- [Task prompt]
Determine how many of the lines below contain the string "round" with matching case, and give only that number.

- [Records for this task]
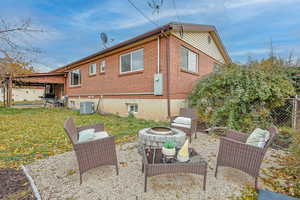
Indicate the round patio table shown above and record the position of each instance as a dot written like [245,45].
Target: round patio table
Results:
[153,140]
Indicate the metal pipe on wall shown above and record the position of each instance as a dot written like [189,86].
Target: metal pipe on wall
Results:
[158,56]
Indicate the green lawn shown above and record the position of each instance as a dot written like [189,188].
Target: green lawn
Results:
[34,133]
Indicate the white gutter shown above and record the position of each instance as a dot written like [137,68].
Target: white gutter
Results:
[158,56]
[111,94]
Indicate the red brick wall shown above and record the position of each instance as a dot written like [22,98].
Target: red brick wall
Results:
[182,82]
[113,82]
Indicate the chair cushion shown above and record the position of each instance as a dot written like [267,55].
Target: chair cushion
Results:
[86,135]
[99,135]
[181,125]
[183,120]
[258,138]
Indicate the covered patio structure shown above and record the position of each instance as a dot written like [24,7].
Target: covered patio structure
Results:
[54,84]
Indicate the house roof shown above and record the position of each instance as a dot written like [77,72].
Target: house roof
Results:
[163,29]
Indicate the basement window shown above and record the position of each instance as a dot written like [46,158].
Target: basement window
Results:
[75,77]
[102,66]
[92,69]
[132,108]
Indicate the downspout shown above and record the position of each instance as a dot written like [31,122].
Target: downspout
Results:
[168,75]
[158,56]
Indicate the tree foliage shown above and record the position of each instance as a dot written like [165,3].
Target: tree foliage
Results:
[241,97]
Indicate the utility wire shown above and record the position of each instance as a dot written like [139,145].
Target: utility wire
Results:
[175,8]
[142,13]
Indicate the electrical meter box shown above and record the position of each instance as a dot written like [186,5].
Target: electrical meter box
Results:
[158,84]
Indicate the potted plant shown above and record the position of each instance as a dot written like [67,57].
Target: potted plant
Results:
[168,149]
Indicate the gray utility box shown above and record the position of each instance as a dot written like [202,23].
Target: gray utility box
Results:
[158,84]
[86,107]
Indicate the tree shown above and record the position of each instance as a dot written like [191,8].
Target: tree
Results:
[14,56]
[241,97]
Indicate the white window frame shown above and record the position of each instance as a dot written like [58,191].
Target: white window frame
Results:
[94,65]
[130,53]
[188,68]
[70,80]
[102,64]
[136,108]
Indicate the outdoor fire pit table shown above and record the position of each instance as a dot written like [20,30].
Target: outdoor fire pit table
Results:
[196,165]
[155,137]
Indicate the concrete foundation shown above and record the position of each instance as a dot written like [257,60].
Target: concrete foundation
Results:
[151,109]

---

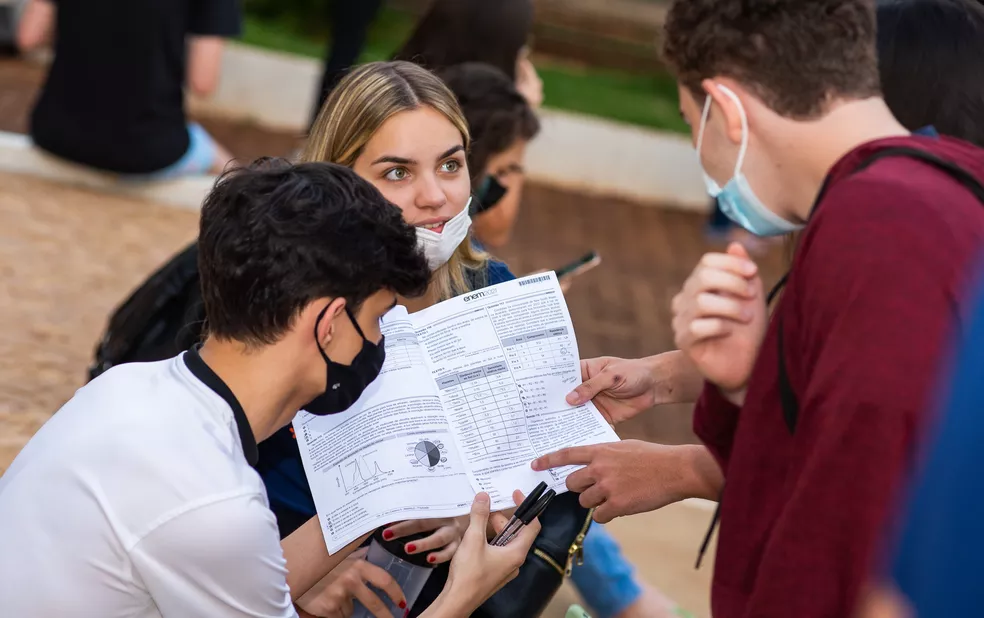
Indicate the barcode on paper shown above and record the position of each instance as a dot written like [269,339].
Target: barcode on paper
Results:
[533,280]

- [Exercise answer]
2